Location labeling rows
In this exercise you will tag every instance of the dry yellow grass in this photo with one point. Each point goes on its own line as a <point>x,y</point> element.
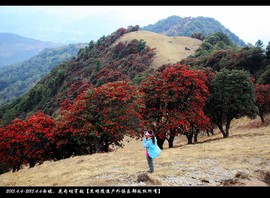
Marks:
<point>168,49</point>
<point>207,163</point>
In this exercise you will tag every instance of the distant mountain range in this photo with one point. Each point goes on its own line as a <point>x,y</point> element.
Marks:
<point>186,26</point>
<point>17,79</point>
<point>15,48</point>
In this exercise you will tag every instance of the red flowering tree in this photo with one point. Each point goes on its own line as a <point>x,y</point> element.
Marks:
<point>40,137</point>
<point>27,142</point>
<point>100,117</point>
<point>262,99</point>
<point>12,147</point>
<point>174,98</point>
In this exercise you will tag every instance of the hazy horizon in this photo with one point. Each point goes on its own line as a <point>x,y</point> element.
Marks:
<point>72,24</point>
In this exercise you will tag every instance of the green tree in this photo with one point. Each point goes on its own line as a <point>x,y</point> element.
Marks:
<point>232,95</point>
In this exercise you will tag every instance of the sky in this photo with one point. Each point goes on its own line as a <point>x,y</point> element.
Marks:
<point>249,23</point>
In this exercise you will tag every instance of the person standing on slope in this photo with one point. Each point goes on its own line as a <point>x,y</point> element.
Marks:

● **TASK STATEMENT**
Output all lines of the rows above as a numbered list, skipping blank lines and omitting the pictures.

● **THE RESPONSE**
1. In this exercise you will tag every instance of the dry yellow grass in this photo with one point. Each point goes on its own line as a <point>x,y</point> element.
2. Marks:
3. <point>168,49</point>
4. <point>207,163</point>
5. In this exercise you will tag every instance of the distant mountain range in this photo with one point. Each point goes on its own line as a <point>x,y</point> element.
6. Marks:
7. <point>186,26</point>
8. <point>17,79</point>
9. <point>15,48</point>
10. In this exercise you will tag every instance of the red flowering tree in this photo with one point. Each point goes on its own line as a <point>x,y</point> element.
11. Marks:
12. <point>40,137</point>
13. <point>27,142</point>
14. <point>100,117</point>
15. <point>262,99</point>
16. <point>12,147</point>
17. <point>174,98</point>
18. In this exercise you will tag every instance of the hazy horizon in this photo with one point. Each point goes on its own line as a <point>x,y</point> element.
19. Marks:
20. <point>72,24</point>
21. In this exercise you will tag every instance of the green tree in this photo with one point. Each point goes on its own line as a <point>x,y</point> element.
22. Marks:
23. <point>232,95</point>
24. In this exercise you will tag every instance of the sky in this photo with one point. Each point goes on its own line as a <point>x,y</point> element.
25. Marks:
26. <point>249,23</point>
27. In this exercise you will tag every instance of the person standing on slope in this photo with one point. Each point goes on its own line as a <point>x,y</point> element.
28. Marks:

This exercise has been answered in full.